> _YOUR OBJECTIVE_
Rewrite the records from the line that has "Target = village" through the end of the records, changing "single-line" to "one-line" and leaving everything else unchanged.

> _PROVIDED DATA_

— start —

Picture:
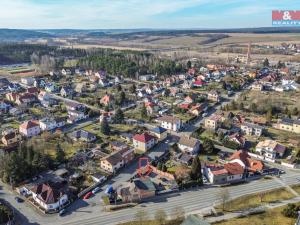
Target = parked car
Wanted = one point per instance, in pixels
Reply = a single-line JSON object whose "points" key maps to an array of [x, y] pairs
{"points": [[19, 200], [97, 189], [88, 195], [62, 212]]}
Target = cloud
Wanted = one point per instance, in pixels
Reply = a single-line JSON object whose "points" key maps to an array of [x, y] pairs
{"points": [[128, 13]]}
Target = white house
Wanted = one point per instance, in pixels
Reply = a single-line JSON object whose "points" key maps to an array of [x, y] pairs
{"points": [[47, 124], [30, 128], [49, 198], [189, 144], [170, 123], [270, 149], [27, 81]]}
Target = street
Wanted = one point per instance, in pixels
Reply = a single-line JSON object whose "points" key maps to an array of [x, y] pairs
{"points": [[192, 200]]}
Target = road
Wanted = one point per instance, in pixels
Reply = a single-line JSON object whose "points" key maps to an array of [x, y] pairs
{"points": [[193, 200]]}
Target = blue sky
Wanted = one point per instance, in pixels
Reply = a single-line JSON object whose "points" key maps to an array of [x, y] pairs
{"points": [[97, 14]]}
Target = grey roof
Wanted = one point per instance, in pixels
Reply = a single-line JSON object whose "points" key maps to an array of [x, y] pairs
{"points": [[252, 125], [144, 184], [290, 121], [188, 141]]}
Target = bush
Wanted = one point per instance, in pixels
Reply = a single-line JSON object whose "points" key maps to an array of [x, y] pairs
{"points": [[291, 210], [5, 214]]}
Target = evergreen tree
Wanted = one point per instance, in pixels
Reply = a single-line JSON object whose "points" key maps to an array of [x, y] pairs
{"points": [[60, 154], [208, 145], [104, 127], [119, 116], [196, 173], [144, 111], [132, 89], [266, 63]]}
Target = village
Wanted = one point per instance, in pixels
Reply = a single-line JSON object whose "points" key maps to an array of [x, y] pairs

— end —

> _COMPLETE RESPONSE_
Target = village
Wanted = one point per instance, in pixels
Reply = a one-line JSON object whose "points" key maps to an array of [x, y] pairs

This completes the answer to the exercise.